PROMPT ▸
In the passage on distribution and shipping costs, copy everything from "Efficient operations and" down to "our distribution centers.".

EXCERPT ▸
Efficient operations and management. Distribution centers and other aspects of our distribution network are difficult to operate efficiently, and we have experienced and could continue to experience a reduction in operating efficiency resulting in delayed shipments of merchandise to our stores as a result of high turnover and challenges in attracting and retaining an adequate and reliable workforce. Although we have offered sign-on bonuses, enhanced wages and other inducements in certain markets to address the shortage of labor at our distribution centers, such measures have increased our costs and are expected to continue to increase our costs, which could have an adverse effect on our margins and profitability. There can be no assurances that such measures will be adequate to attract and retain the workforce necessary for the efficient operation of our distribution centers.
Trucking costs. We have experienced significant increases in trucking costs due to the truck driver shortage and other factors, and our trucking costs are expected to increase in the future.
Diesel fuel costs. We have experienced volatility in diesel fuel costs and are expecting increases to continue this fiscal year.

(Natural-language object grounding data)
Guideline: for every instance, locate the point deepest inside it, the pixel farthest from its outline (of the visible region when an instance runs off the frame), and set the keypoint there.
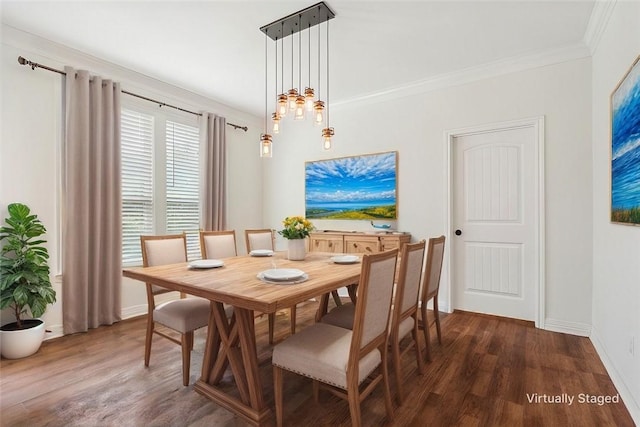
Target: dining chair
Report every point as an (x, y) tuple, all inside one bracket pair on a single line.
[(183, 315), (218, 244), (404, 319), (339, 359), (263, 239), (430, 289), (404, 312)]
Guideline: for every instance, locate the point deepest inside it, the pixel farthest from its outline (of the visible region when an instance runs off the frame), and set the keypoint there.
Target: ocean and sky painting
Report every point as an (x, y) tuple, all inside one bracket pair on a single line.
[(625, 149), (359, 187)]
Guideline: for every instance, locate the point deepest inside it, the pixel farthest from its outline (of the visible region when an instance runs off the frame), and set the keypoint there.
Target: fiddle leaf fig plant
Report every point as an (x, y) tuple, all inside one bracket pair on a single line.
[(24, 269)]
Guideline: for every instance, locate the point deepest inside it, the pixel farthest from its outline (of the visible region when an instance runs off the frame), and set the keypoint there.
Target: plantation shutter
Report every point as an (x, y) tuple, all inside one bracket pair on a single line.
[(183, 183), (137, 182)]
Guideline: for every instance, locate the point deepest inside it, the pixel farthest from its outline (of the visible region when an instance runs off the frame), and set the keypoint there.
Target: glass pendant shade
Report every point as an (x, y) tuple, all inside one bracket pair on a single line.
[(308, 98), (266, 146), (327, 133), (282, 104), (318, 112), (292, 95), (299, 115)]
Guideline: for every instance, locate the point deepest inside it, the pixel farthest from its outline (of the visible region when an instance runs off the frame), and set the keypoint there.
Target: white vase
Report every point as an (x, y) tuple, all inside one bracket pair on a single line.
[(297, 249), (24, 342)]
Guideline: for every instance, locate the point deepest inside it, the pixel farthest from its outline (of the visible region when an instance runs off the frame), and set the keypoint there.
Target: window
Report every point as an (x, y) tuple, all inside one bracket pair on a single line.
[(160, 180)]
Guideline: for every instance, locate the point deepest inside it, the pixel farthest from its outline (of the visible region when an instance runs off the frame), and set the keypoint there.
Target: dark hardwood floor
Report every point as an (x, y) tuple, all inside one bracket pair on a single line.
[(484, 374)]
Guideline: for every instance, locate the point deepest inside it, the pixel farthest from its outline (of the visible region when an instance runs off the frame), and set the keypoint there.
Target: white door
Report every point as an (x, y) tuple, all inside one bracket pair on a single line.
[(496, 221)]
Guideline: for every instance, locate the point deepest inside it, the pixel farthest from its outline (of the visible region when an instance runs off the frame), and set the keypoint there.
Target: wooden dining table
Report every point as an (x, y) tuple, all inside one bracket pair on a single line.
[(231, 341)]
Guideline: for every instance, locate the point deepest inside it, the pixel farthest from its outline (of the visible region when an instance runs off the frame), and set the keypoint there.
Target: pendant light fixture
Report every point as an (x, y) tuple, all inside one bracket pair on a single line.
[(297, 102), (327, 132), (266, 145)]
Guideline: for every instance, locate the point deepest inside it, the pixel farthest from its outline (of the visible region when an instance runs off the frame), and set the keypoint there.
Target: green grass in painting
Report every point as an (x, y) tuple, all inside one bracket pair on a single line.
[(626, 215), (377, 212)]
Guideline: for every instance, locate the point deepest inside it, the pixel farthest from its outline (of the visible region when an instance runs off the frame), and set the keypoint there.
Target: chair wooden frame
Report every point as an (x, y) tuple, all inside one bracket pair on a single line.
[(272, 316), (405, 306), (431, 288), (358, 350), (203, 241), (186, 339)]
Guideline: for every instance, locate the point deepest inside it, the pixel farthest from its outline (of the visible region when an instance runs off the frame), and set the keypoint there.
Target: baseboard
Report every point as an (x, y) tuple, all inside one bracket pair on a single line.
[(632, 405), (566, 327), (54, 331), (134, 311)]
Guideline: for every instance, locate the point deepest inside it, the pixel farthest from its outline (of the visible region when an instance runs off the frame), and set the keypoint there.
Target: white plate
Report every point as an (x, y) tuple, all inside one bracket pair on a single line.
[(300, 279), (282, 274), (261, 252), (345, 259), (206, 263)]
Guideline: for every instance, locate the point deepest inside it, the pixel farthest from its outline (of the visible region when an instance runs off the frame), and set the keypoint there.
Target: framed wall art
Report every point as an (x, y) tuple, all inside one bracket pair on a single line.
[(625, 148), (359, 187)]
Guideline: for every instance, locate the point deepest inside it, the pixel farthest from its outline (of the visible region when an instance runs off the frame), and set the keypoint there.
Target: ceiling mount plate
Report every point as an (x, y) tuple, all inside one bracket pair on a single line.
[(298, 21)]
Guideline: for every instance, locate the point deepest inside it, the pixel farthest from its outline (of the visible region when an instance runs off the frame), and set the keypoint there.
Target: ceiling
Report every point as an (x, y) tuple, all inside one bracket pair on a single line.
[(215, 48)]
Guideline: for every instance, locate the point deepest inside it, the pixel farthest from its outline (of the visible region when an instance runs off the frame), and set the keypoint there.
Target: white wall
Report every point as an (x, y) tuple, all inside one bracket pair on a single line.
[(616, 248), (415, 127), (30, 139)]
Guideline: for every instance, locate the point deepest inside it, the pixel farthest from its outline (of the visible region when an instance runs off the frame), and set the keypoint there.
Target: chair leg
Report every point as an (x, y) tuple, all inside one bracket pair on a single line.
[(148, 339), (397, 369), (416, 343), (187, 345), (336, 298), (425, 327), (436, 314), (316, 391), (272, 324), (293, 319), (277, 394), (353, 396), (385, 383)]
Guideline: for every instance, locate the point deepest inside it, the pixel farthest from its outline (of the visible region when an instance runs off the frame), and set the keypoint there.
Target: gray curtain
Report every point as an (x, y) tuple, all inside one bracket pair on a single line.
[(214, 199), (92, 241)]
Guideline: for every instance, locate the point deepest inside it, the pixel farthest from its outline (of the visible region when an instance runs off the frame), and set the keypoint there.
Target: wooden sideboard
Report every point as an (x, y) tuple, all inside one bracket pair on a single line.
[(356, 242)]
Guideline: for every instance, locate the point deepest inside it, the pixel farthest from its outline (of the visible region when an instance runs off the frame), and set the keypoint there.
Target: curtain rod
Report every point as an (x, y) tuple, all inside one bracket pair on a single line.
[(35, 65)]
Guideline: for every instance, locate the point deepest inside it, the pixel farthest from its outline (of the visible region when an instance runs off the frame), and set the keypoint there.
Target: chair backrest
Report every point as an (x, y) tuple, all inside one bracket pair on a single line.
[(218, 244), (409, 278), (259, 239), (375, 290), (433, 268), (161, 250)]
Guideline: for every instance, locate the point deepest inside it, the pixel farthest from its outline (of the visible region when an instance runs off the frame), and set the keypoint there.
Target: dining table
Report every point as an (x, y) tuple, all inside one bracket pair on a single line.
[(231, 340)]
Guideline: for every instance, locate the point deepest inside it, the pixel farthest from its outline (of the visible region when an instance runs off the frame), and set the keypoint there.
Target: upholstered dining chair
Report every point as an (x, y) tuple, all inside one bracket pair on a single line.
[(404, 313), (430, 289), (263, 239), (404, 319), (218, 244), (184, 315), (339, 359)]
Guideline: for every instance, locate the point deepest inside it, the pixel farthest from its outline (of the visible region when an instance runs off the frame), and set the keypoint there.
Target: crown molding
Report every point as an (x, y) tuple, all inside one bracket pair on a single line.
[(473, 74), (598, 21)]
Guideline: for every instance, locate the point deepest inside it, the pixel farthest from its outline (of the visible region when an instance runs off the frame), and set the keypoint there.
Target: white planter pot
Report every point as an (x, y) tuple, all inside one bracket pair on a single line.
[(22, 343), (297, 249)]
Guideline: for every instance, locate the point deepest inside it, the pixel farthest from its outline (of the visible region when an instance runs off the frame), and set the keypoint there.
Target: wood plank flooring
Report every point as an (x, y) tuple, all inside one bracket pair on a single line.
[(484, 374)]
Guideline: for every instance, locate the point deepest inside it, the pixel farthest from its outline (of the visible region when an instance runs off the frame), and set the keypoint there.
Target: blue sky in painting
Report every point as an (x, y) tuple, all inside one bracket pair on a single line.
[(625, 144), (362, 180)]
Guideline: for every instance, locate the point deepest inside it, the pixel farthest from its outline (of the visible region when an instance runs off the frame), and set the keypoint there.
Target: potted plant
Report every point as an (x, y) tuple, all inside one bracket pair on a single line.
[(25, 285), (296, 228)]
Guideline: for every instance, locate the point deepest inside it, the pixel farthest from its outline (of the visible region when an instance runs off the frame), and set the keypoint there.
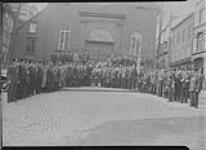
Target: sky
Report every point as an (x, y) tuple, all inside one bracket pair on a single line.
[(181, 9)]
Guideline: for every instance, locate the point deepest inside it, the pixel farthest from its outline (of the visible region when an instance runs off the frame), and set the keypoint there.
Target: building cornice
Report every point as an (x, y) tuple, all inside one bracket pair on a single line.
[(203, 24), (102, 15), (182, 61), (183, 20)]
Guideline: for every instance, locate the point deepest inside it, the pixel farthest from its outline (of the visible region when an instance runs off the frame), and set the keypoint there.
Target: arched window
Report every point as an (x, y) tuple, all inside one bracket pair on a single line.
[(100, 35), (135, 43), (200, 41)]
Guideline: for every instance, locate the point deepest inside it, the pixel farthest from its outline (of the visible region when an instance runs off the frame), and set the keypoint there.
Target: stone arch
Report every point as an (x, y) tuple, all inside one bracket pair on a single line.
[(136, 41), (100, 35)]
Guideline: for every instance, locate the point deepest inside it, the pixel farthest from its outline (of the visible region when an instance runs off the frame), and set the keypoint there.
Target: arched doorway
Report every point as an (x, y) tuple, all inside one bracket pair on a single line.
[(198, 63), (135, 44), (99, 43)]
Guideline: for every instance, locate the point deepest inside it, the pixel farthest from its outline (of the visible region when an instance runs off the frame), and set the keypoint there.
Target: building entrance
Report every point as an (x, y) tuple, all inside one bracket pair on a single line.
[(99, 43), (99, 50), (198, 63)]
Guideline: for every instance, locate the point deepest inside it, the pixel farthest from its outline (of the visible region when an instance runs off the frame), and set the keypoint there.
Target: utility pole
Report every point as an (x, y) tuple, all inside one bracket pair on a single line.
[(170, 38), (14, 33), (160, 33)]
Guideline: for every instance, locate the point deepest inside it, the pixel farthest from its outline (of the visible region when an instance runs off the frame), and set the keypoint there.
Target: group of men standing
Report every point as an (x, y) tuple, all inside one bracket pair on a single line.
[(179, 85), (28, 78)]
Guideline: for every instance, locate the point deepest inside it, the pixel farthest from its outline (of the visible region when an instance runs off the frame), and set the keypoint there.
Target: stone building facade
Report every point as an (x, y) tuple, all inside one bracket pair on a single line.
[(182, 43), (101, 30)]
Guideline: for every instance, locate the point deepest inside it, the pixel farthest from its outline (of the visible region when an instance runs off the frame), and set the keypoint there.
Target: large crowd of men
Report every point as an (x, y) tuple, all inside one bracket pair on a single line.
[(29, 78)]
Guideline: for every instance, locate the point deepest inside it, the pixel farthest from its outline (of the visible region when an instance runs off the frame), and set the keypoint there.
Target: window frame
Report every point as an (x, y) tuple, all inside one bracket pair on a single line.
[(64, 32), (33, 23)]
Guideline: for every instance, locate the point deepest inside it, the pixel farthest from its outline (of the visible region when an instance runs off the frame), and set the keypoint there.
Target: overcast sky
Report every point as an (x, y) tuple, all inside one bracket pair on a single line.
[(176, 8)]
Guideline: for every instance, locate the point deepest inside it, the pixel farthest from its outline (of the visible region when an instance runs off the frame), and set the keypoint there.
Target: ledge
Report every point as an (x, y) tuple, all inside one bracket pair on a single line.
[(101, 15)]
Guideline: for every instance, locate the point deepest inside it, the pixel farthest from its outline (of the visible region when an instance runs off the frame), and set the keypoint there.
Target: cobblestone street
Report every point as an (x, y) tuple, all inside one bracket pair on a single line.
[(102, 118)]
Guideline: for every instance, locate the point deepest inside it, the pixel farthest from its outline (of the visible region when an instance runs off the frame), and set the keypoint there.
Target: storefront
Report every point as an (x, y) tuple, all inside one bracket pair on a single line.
[(182, 64), (199, 62)]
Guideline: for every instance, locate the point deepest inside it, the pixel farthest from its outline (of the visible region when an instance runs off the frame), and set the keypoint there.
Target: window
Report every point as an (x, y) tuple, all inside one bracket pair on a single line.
[(30, 45), (201, 15), (183, 35), (64, 39), (200, 41), (189, 31), (178, 38), (173, 40), (33, 27)]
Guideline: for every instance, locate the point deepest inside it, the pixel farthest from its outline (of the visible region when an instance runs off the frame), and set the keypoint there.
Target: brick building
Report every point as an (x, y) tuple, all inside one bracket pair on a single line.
[(182, 43), (199, 47), (118, 29)]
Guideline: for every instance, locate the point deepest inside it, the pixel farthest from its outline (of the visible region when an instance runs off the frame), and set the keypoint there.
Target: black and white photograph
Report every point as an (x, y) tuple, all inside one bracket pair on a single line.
[(103, 74)]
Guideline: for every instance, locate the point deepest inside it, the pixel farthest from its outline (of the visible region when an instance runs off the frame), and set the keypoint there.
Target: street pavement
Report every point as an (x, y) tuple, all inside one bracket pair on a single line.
[(102, 118)]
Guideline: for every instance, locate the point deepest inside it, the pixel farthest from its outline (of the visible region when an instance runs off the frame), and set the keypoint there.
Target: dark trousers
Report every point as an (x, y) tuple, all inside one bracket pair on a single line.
[(12, 92), (185, 93), (194, 99)]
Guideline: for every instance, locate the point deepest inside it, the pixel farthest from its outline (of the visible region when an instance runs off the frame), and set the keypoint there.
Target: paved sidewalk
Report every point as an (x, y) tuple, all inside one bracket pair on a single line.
[(71, 118)]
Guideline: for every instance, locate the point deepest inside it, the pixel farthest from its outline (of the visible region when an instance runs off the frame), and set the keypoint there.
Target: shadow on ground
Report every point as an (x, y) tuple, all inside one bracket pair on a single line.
[(172, 131)]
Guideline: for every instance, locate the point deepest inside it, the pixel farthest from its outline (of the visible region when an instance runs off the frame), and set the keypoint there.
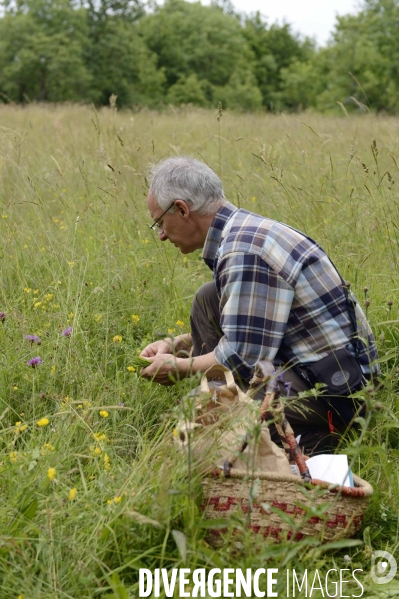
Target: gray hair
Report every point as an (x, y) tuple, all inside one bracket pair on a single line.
[(188, 179)]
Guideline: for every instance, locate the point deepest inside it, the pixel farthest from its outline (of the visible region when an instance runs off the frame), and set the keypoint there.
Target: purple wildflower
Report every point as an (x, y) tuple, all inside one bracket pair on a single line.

ANSWER TO THIS TASK ▸
Efficient operations and management. Distribution centers and other aspects of our distribution network are difficult to operate efficiently, and we have experienced and could continue to experience a reduction in operating efficiency resulting in delayed shipments of merchandise to our stores as a result of high turnover and challenges in attracting and retaining an adequate and reliable workforce. Although we have offered sign-on bonuses, enhanced wages and other inducements in certain markets to address the shortage of labor at our distribution centers, such measures have increased our costs and are expected to continue to increase our costs, which could have an adverse effect on our margins and profitability. There can be no assurances that such measures will be adequate to attract and retain the workforce necessary for the efficient operation of our distribution centers.